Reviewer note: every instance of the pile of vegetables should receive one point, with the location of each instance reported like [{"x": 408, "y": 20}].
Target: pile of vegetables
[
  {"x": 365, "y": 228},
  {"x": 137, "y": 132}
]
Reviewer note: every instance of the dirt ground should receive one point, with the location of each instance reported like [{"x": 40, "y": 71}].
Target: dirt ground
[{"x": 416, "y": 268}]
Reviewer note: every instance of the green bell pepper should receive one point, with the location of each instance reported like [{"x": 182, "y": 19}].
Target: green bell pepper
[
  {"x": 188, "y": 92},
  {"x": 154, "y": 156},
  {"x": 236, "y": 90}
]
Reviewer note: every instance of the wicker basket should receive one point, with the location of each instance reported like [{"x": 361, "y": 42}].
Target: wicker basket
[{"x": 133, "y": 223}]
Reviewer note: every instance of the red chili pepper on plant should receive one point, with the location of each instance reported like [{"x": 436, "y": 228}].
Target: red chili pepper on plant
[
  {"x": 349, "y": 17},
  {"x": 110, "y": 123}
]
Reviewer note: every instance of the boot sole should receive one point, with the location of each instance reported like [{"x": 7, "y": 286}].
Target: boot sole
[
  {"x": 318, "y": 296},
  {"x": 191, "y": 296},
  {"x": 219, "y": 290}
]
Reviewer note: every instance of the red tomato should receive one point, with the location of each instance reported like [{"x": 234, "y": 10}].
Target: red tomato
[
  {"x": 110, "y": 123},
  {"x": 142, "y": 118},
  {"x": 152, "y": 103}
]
...
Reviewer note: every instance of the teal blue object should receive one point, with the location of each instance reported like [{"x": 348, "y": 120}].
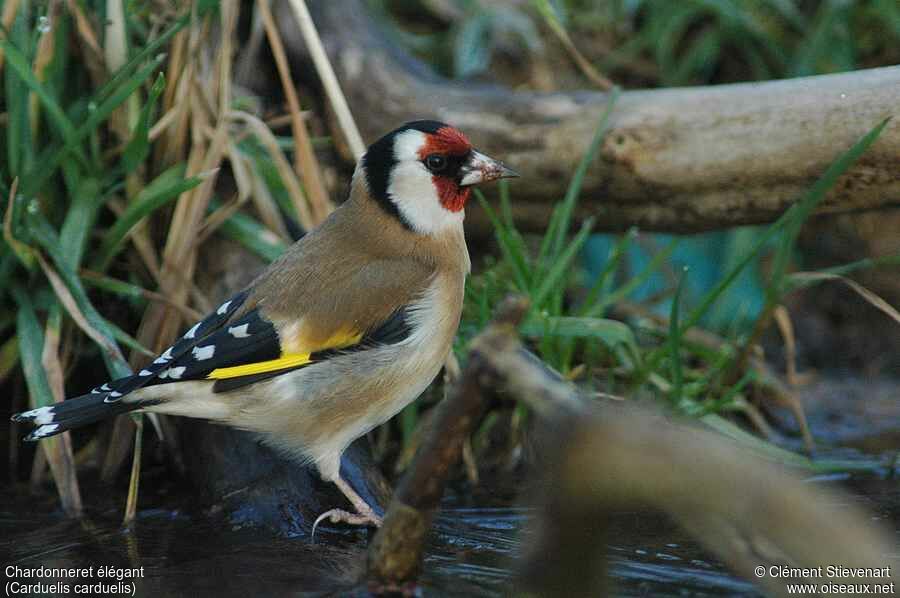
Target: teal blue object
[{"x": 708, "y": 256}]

Stated goal:
Identify every line in the items above that contains the word "instance" and copy each of those lines.

Written response:
Reviewer note: every instance of the pile of vegetables should receive one point, with the location of each instance reported like [{"x": 408, "y": 20}].
Reviewer note: every instance of the dirt ground should receive one point, with the location of each instance reported like [{"x": 40, "y": 71}].
Reviewer note: every instance of the green bell pepper should receive one point, with the location of each instance reported like [{"x": 182, "y": 19}].
Reviewer note: every instance of the wicker basket should receive one point, with the location of each instance reported like [{"x": 361, "y": 42}].
Reviewer note: every instance of the red chili pepper on plant should receive one point, with the location of each instance reported like [{"x": 436, "y": 228}].
Reviewer note: every instance of the boot sole should receive one point, with the location of each instance reported like [{"x": 7, "y": 286}].
Reviewer note: every instance of the red tomato should receive one point, with the location of each instance reported like [{"x": 234, "y": 10}].
Reviewer note: every instance of the teal blue object should receive one point, with the location of each instance reported like [{"x": 348, "y": 120}].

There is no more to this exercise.